= 提示テキスト =
公衆衛生に関するレクチャーを受けました。それで新たに学んだこと、よくわからなくて後で調べたことなどをメモ的に書いていきます。
優越性試験・同等性試験・非劣性試験
通常のランダム化比較試験=RCTは優越性試験として組まれていることが多い。
例えば、新薬Aと既存薬Bの効果を比較したいとき、「新薬Aは既存薬Bより優れているか?」を調べるためのRCTが組まれることが多い。
このとき帰無仮説は「新薬Aと既存薬Bの効果が同等である」となる。
p<0.05 →帰無仮説棄却→新薬Aと既存薬Bの効果には差がある→新薬Aの方が有効
p≧0.05 →帰無仮説棄却できず≠採択→新薬Aと既存薬Aの効果は差があるとは言えない(差があるかどうか分からない)
後者の場合、あり得る可能性は、新薬Aと既存薬Bの効果に本当に差がない=同等か、あるいはサンプルサイズが小さい、のどちらか。
中には上記のように既存治療より効果的でなくてもいい場合もある。
例えば、以下のテーマを考えてみる。
①あるがんに対する2つの治療法、化学療法vs化学・放射線療法、どちらがいいか。
②肺炎球菌ワクチンに対する既存薬より安価な新規抗生剤Aは、既存抗生剤セフトリアキソンと比較して効果はどうか。
①に関しては、化学療法だけの方が優れていなくても、化学療法と化学・放射線療法の成績が全く同等だったら、化学療法のみを選択することになると考えられる(放射線療法をやってもやらなくても同じであればやる必要はない)。
②に関しては、セフトリアキソンは肺炎球菌に対して非常に効果的であることは既に分かっており、新規抗生剤A肺炎球菌に有効であってもセフトリアキソンとの効果の差はごく小さいものになるだろうと予想できる。小さい差を検出するには多くのサンプル数が必要となるが、これは大変である。セフトリアキソンより新規抗生剤Aが優れていなくとも、効果が同等であれば、安い新規抗生剤Aを使うことになるはずである。
→ここから出てきたのがまず同等性試験。上記の通り、同等であることを証明する臨床試験となる。ここではp値は用いず、代わりに信頼区間を用いる。ある範囲の中に治療効果の差が収まっていれば同等とみなすことになる。しかしここでまた問題となるのが「ある範囲の中に収まっていれば」という点であり、狭い範囲に信頼区間を収めようとするとサンプルサイズが必要になってくる。ここで、非劣性試験となれば、信頼区間が狭くて済むため、サンプルサイズが少なくて済む。
出典:感染症医のための非劣性試験の読み方(第1部)
非劣性試験のとき、
帰無仮説「試験的介入は標準介入よりδ以上劣る」

= インスタンスごとの点による位置特定データ =
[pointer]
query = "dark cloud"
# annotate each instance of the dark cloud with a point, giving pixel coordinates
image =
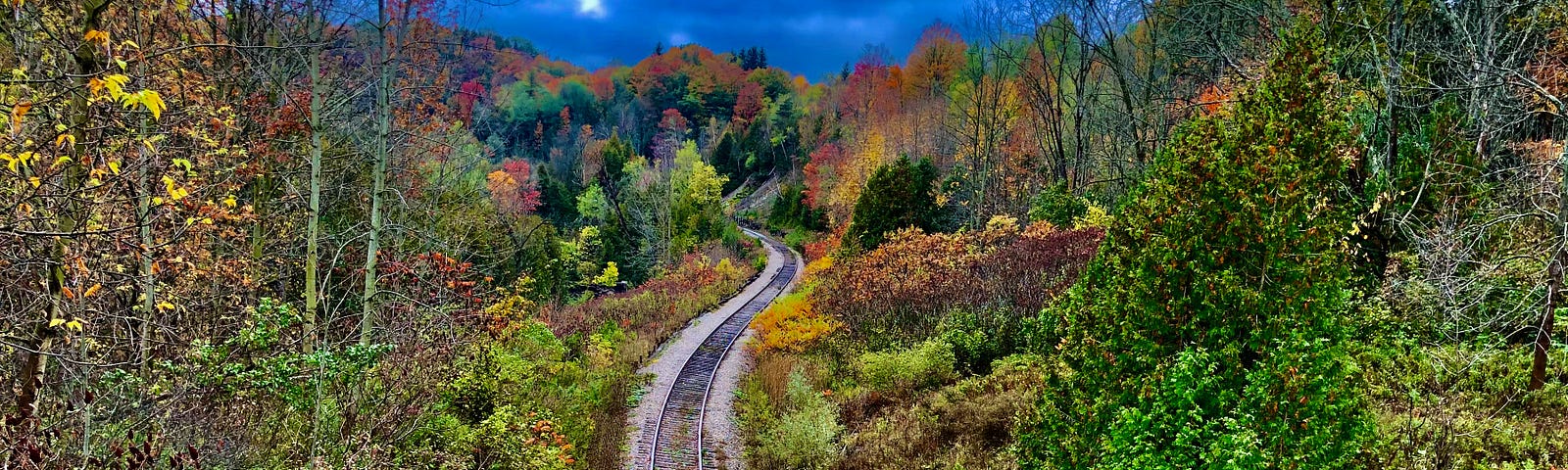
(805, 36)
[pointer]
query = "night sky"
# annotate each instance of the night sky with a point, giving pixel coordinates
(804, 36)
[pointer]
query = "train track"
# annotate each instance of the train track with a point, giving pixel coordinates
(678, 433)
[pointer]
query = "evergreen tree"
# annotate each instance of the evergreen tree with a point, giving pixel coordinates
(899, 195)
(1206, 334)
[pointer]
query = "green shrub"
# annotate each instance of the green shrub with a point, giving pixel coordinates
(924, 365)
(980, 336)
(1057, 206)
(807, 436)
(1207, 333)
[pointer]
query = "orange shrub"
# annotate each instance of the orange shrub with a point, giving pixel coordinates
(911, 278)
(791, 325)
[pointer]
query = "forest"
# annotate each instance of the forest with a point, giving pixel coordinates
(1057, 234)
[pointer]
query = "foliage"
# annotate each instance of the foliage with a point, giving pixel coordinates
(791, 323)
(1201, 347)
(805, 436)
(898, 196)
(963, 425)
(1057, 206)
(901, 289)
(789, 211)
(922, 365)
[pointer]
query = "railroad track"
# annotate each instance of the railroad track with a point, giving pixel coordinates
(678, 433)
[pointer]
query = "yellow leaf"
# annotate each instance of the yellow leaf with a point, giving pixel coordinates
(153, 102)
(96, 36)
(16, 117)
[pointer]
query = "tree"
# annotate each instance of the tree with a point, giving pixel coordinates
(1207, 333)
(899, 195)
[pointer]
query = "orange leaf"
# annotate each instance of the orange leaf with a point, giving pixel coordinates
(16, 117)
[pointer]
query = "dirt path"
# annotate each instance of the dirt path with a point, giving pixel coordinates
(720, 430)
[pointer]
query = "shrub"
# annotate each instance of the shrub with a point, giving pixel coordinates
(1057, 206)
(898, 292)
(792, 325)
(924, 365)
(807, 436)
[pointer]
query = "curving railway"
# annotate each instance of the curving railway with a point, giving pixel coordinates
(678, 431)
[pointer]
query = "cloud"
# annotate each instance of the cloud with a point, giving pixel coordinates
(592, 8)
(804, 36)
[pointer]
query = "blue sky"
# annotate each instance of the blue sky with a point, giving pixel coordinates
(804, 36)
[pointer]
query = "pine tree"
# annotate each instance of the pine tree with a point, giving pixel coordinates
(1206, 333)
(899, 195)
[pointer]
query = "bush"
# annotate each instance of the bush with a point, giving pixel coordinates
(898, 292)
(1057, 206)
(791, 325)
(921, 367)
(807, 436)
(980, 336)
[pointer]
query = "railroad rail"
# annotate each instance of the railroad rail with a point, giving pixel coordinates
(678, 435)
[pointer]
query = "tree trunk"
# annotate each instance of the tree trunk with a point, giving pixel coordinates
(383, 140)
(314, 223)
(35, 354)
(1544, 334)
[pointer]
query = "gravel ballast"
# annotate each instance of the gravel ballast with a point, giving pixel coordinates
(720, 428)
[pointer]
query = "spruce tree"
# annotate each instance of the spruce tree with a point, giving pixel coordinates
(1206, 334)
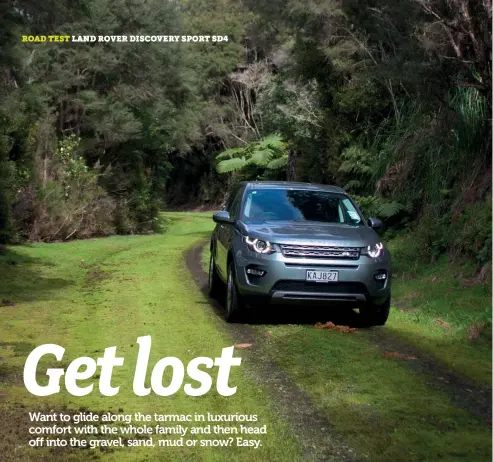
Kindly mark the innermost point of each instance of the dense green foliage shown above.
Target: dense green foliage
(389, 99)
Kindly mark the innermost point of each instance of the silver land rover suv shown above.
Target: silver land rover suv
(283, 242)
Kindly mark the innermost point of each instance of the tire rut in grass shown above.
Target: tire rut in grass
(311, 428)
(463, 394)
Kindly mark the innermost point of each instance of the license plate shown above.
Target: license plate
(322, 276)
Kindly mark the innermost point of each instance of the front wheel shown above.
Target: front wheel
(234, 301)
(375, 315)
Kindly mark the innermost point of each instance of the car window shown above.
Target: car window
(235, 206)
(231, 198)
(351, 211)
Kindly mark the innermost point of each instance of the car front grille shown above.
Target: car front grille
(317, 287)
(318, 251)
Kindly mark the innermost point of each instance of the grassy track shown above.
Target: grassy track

= 作業指示 1 =
提示テキストによると、同等性試験ではp値の代わりに何を用いますか?
= 作業指示 2 =
提示テキストのうち、「優越性試験・同等性試験・非劣性試験」から「差があるかどうか分からない)」までの部分を、手を加えずに引用してください。

= 結果 1 =
信頼区間を用います。

= 結果 2 =
優越性試験・同等性試験・非劣性試験
通常のランダム化比較試験=RCTは優越性試験として組まれていることが多い。
例えば、新薬Aと既存薬Bの効果を比較したいとき、「新薬Aは既存薬Bより優れているか?」を調べるためのRCTが組まれることが多い。
このとき帰無仮説は「新薬Aと既存薬Bの効果が同等である」となる。
p<0.05 →帰無仮説棄却→新薬Aと既存薬Bの効果には差がある→新薬Aの方が有効
p≧0.05 →帰無仮説棄却できず≠採択→新薬Aと既存薬Aの効果は差があるとは言えない(差があるかどうか分からない)